*** Input rows

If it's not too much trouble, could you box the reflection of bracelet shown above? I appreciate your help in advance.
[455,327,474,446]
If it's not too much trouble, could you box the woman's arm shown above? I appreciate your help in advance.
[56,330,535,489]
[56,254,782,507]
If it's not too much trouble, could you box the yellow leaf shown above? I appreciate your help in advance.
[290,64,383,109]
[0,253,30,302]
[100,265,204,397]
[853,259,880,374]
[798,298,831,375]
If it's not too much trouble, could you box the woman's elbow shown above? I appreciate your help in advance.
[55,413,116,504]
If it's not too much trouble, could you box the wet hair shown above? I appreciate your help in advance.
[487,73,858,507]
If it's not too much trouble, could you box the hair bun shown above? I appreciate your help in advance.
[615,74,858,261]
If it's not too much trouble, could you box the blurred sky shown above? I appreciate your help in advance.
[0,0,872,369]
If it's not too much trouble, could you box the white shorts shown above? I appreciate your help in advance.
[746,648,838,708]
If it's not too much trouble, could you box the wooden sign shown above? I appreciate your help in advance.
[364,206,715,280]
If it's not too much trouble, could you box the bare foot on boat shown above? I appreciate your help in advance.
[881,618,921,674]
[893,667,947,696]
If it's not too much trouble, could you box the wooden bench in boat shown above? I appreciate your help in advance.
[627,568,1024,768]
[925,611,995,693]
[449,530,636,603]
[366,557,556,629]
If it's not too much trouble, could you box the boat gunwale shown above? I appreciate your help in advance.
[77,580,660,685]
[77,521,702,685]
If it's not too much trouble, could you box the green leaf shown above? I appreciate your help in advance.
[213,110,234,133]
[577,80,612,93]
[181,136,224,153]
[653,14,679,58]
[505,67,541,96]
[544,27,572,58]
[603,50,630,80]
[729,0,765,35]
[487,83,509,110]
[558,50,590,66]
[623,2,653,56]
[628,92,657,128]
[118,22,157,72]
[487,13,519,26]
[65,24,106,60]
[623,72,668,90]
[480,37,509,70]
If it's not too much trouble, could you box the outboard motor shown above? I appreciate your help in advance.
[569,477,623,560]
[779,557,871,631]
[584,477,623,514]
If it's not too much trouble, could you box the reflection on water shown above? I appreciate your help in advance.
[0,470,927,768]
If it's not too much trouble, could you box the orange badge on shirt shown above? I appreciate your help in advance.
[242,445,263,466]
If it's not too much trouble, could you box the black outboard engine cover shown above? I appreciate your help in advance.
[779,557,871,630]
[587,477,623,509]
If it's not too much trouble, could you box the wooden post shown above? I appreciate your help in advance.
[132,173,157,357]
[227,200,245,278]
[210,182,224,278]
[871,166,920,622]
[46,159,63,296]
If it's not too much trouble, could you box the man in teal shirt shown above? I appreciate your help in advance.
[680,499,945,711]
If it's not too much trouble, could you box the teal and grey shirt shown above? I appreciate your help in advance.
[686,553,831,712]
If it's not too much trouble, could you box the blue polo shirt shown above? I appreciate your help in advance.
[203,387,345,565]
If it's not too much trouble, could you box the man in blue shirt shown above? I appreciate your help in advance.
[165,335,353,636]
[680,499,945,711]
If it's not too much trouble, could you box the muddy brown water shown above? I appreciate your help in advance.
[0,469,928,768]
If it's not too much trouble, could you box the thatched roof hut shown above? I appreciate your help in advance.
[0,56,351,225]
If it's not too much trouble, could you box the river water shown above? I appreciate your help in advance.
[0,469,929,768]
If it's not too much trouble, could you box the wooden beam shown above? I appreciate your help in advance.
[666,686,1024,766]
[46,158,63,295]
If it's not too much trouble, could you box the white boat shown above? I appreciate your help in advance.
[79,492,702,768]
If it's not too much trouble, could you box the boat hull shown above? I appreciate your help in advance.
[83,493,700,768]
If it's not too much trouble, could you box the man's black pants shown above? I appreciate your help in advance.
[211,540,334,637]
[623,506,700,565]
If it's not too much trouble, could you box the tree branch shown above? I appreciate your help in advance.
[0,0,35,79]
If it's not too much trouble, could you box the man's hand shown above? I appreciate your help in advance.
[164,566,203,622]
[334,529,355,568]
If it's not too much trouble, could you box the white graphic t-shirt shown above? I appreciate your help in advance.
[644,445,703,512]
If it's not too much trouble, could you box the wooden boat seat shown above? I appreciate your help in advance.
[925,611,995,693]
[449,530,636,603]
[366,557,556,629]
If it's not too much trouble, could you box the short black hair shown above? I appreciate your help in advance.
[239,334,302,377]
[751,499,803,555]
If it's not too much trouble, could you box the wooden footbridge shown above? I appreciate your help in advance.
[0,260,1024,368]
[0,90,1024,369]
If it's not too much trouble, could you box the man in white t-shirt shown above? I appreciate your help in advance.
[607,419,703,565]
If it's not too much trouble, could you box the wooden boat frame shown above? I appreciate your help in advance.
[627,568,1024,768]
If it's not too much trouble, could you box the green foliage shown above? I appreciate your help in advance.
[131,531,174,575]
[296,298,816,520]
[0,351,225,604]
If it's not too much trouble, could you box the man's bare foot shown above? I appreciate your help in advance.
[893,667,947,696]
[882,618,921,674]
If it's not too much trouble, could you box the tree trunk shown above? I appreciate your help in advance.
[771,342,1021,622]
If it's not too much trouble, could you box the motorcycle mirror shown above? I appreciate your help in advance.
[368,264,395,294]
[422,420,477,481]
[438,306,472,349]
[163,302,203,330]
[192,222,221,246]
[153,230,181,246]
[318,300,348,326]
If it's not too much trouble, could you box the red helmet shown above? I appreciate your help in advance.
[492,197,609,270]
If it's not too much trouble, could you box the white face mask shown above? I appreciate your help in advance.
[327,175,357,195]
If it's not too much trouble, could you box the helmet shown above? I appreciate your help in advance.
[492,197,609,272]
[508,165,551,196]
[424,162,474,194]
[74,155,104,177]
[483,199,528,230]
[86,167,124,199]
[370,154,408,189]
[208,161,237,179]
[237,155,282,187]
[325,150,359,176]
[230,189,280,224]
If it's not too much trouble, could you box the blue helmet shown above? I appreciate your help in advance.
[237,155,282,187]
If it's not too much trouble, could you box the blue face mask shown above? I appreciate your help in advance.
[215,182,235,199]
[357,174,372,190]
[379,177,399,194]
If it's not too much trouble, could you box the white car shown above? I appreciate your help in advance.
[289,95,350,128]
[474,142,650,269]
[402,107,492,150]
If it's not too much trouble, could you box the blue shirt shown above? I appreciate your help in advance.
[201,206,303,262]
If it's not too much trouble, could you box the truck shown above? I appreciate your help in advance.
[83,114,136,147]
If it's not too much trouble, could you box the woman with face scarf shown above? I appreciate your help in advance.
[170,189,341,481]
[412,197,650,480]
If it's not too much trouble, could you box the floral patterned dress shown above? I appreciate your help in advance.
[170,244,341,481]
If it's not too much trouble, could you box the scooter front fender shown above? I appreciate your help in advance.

******

Exercise requirements:
Render the stretch from the first line of the entries through the line containing "[55,413,116,504]" as a JSON list of strings, one string per line, leaving out any blank lines.

Response for this exercise:
[
  "If it's not too much trouble, could you box the reflection of bracelet shown above? I appreciate your help in advance.",
  "[455,327,474,446]",
  "If it's not too much trouble, could you box the woman's arm shown above? I appreciate your help in advance.",
  "[56,330,535,489]",
  "[56,254,782,507]",
  "If it's not too much trouble, could you box the yellow leaf shown above? I appreciate your help in advance.",
  "[290,64,383,109]",
  "[0,253,30,302]",
  "[100,265,204,397]",
  "[853,259,880,374]",
  "[798,298,831,375]",
  "If it's not too much trouble, could you box the woman's elbow shown above? I appreciate your help in advance.",
  "[55,413,116,504]"
]